Passage shown:
.....

In November 2012, some 42 officers were ambushed at the Suguta Valley in Turkana and killed. It was one of the deadliest attacks on the police within the northern Kenya cattle complex. While the army was sent to “finish banditry” in the region once and for all, it appears that cattle rustling continues to thrive in the entire northern belt of Kenya – a region awash with small arms.
This week, a former Rift Valley regional commander, George Natembeya, alluded that political leaders of the regions prone to “banditry” are not innocent bystanders in the organised violence. He told President William Ruto that this is complex territory – and that previous efforts to restore order were sabotaged.
Over the last week, armed clashes between South Sudan’s Toposa and Kenya’s Turkana took place in the Ilemi triangle over pastures. The clashes were also about the national border – left to the armed Turkana to secure from the Kenyan side.
As the military and police move into the cattle complex to disarm all the militarised communities, the complexity of the exercise will emerge. If the Turkana, for instance, are disarmed, they will be overrun and impoverished by the Toposa – unless the military stays in the north to protect the community. But, on the other hand, if the Pokot are disarmed, and the Turkana are not – they will be impoverished within months by commercial rustlers.
The violence witnessed in the north is today no longer a show of cultural might. Instead, researchers have over the years said that what is commonly christened “banditry” are forms of ethnic cleansing, cultural cattle rustling, territorial mapping, criminal enterprise, political gerrymandering and struggles over diminishing resources.

.....

Problems to work on:
A - Write out the passage on northern Kenya's cattle conflict starting at the words "As the military" and ending after "by commercial rustlers.", swapping "military" for "army".
B - List every form that researchers say the so-called "banditry" takes, according to the passage on northern Kenya's cattle conflict.
Work only from the passage on northern Kenya's cattle conflict.

.....

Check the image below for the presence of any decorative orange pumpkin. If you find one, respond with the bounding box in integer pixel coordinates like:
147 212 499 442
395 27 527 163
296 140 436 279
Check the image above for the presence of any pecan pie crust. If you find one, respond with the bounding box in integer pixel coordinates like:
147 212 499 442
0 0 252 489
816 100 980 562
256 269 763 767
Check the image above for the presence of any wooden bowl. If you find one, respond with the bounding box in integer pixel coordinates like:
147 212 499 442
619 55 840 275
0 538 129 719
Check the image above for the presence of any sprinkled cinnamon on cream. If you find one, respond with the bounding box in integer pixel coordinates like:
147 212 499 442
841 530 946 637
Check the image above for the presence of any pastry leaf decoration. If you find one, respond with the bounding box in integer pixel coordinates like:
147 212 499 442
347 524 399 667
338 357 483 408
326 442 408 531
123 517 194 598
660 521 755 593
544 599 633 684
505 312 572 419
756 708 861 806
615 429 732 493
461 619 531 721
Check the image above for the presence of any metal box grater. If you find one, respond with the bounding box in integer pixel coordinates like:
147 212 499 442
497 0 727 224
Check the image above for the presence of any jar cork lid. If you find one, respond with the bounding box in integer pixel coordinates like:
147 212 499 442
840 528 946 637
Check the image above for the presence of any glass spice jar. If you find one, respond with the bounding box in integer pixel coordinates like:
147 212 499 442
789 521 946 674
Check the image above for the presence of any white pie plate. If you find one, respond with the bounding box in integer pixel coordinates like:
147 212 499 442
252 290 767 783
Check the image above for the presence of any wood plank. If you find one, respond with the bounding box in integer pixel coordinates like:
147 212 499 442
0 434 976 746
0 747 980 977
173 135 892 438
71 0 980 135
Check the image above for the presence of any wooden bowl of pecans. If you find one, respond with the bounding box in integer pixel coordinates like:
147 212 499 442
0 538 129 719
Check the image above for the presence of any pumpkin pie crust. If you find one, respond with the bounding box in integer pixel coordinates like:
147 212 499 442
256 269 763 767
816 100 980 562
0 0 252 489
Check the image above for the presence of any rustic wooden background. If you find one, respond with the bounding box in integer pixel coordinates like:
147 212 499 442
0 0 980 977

.....

Expected answers:
A -
As the army and police move into the cattle complex to disarm all the militarised communities, the complexity of the exercise will emerge. If the Turkana, for instance, are disarmed, they will be overrun and impoverished by the Toposa – unless the army stays in the north to protect the community. But, on the other hand, if the Pokot are disarmed, and the Turkana are not – they will be impoverished within months by commercial rustlers.

B -
- ethnic cleansing
- cultural cattle rustling
- territorial mapping
- criminal enterprise
- political gerrymandering
- struggles over diminishing resources